(THINGS TO DO)
A. Reproduce the stretch of the adages passage from "Some people choose" through "collection of adages.".
B. Answer these questions from the adages passage, marking each answer to match its question:
(i) What was the wife's word for this year?
(ii) Whose proverb is "Friends have all things in common"?
(iii) What was Erasmus the first to do?
[GIVEN PASSAGE start]
Adages: Friends have all things in common.

Some people choose a meaningful word to meditate upon for each new year. This year, my wife’s word was “Gather.” The word inspires and motivates her to think and act in ways that bring people together. It is a laser focus for productivity and generosity. However, I have never been able to rally around a single word. I crave adages. An adage is a traditional saying expressing a shared experience or observation. One of the first adages came from my father and encouraged me to write down what I wanted to remember: The dullest pencil point is sharper than the keenest mind. I have become a curator for a limited edition collection of adages. 

One of the outstanding achievements of Desiderius Erasmus (1466-1536) was his magisterial work The Adages, a remarkable attempt to collect all the extant proverbs of ancient Greek and Roman culture. As a historian, I have repeatedly opened his book and marveled at his scholarship and erudition. Interestingly, he was the first to make his living by writing printed books. One proverb in particular has always stood out as the most memorable, and it is first in the collection: Friends have all things in common. This latter is a proverb of Pythagoras that Plato quotes in Phaedrus. Whatever the Greek philosophers meant by this is not as important as what Erasmus made of it concerning his cultural situation. It was what Erasmus thought it meant and how he used it that influenced my philosophy of life in a way that has brought both the joy of simplicity and the deserved ridicule from my wonderful friends.
[GIVEN PASSAGE end]
[SUPPLIED INFORMATION start]
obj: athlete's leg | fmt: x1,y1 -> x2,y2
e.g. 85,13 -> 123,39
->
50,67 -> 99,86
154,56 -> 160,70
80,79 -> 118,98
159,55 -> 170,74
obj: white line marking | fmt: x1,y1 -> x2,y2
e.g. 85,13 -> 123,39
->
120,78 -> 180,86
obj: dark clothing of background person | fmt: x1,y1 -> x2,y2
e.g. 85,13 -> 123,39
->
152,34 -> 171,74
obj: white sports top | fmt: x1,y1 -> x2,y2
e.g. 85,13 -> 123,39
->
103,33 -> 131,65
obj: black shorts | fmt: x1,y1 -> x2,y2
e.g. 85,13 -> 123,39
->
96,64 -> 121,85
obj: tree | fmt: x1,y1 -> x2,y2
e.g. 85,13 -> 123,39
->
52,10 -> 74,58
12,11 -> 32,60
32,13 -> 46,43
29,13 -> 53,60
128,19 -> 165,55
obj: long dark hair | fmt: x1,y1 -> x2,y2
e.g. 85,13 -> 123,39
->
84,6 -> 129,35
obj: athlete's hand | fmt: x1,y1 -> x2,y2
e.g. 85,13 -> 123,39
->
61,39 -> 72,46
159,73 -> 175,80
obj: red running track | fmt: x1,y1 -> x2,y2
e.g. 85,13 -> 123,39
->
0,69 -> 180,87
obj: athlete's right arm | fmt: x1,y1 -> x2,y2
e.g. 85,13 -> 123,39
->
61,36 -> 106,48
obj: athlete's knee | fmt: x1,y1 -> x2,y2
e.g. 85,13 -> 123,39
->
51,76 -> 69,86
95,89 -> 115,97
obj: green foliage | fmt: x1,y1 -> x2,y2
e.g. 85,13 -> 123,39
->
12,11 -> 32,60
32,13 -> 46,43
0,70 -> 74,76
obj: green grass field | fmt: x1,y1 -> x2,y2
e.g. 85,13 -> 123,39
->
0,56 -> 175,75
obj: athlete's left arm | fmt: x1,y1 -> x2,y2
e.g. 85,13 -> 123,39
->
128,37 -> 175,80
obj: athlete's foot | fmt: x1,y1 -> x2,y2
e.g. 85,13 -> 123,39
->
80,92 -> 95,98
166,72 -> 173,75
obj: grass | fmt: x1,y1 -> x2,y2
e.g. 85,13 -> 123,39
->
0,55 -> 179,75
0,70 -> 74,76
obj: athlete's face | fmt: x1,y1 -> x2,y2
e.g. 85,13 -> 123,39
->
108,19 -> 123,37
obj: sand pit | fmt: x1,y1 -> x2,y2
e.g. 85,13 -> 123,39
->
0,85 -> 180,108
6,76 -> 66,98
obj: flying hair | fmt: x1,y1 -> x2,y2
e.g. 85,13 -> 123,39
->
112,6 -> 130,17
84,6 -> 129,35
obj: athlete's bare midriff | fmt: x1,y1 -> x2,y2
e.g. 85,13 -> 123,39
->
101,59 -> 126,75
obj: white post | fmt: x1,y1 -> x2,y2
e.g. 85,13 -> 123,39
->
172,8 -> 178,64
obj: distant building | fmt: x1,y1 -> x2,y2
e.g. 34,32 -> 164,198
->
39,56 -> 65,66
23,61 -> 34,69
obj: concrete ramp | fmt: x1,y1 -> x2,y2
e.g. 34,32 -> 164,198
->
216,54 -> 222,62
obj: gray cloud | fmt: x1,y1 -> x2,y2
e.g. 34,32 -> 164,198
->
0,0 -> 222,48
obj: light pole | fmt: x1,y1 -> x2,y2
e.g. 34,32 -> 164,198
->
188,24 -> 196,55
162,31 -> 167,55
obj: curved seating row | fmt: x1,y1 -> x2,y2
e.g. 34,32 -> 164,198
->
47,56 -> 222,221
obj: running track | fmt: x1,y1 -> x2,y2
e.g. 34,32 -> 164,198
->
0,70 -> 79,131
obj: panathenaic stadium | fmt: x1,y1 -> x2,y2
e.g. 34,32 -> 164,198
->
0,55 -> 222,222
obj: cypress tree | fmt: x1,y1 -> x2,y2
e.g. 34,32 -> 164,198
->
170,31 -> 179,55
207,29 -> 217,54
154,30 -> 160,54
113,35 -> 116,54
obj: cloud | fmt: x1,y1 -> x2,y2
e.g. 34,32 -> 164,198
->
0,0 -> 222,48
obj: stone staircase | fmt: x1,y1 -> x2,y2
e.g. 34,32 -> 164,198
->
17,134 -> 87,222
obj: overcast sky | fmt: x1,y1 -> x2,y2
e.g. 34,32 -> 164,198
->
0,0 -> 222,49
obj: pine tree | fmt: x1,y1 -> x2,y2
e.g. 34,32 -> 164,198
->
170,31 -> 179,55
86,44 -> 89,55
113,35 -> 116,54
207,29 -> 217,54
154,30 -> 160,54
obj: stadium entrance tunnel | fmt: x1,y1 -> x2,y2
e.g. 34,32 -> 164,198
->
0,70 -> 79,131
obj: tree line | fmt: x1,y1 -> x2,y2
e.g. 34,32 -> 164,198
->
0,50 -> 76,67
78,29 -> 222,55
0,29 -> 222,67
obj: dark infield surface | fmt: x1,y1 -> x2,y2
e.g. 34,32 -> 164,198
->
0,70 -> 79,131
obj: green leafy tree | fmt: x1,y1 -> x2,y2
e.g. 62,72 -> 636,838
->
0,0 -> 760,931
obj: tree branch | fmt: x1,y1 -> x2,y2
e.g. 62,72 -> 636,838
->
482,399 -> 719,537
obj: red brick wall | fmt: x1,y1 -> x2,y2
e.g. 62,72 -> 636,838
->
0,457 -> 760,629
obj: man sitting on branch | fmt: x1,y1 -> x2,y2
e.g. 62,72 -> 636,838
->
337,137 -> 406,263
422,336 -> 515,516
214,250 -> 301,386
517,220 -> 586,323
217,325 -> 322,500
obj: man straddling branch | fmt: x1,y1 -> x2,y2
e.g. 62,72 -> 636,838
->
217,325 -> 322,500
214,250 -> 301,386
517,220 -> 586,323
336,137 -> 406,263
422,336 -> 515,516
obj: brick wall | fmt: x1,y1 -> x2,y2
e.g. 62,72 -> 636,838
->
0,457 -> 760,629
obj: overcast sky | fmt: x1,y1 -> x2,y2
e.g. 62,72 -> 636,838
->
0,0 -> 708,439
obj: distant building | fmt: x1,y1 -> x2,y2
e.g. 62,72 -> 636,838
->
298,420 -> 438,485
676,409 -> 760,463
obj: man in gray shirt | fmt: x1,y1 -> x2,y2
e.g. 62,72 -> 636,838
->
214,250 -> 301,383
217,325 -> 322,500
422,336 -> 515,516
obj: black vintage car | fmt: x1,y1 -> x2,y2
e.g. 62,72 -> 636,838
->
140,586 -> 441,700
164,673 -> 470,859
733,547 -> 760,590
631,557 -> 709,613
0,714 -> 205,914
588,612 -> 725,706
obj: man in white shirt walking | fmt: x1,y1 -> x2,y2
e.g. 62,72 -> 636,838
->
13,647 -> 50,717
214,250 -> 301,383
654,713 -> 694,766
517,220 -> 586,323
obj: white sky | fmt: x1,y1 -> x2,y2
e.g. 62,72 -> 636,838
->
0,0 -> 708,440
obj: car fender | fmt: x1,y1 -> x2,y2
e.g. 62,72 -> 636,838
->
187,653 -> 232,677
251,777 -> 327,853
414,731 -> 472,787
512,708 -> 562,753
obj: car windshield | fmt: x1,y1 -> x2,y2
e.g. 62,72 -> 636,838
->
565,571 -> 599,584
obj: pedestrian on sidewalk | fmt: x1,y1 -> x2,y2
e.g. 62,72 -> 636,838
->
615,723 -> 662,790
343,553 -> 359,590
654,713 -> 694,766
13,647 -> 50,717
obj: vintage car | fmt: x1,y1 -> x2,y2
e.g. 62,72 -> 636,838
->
[SUPPLIED INFORMATION end]
(RESULTS)
A.
Some people choose a meaningful word to meditate upon for each new year. This year, my wife’s word was “Gather.” The word inspires and motivates her to think and act in ways that bring people together. It is a laser focus for productivity and generosity. However, I have never been able to rally around a single word. I crave adages. An adage is a traditional saying expressing a shared experience or observation. One of the first adages came from my father and encouraged me to write down what I wanted to remember: The dullest pencil point is sharper than the keenest mind. I have become a curator for a limited edition collection of adages.

B.
(i) "Gather."
(ii) Pythagoras's.
(iii) Make his living by writing printed books.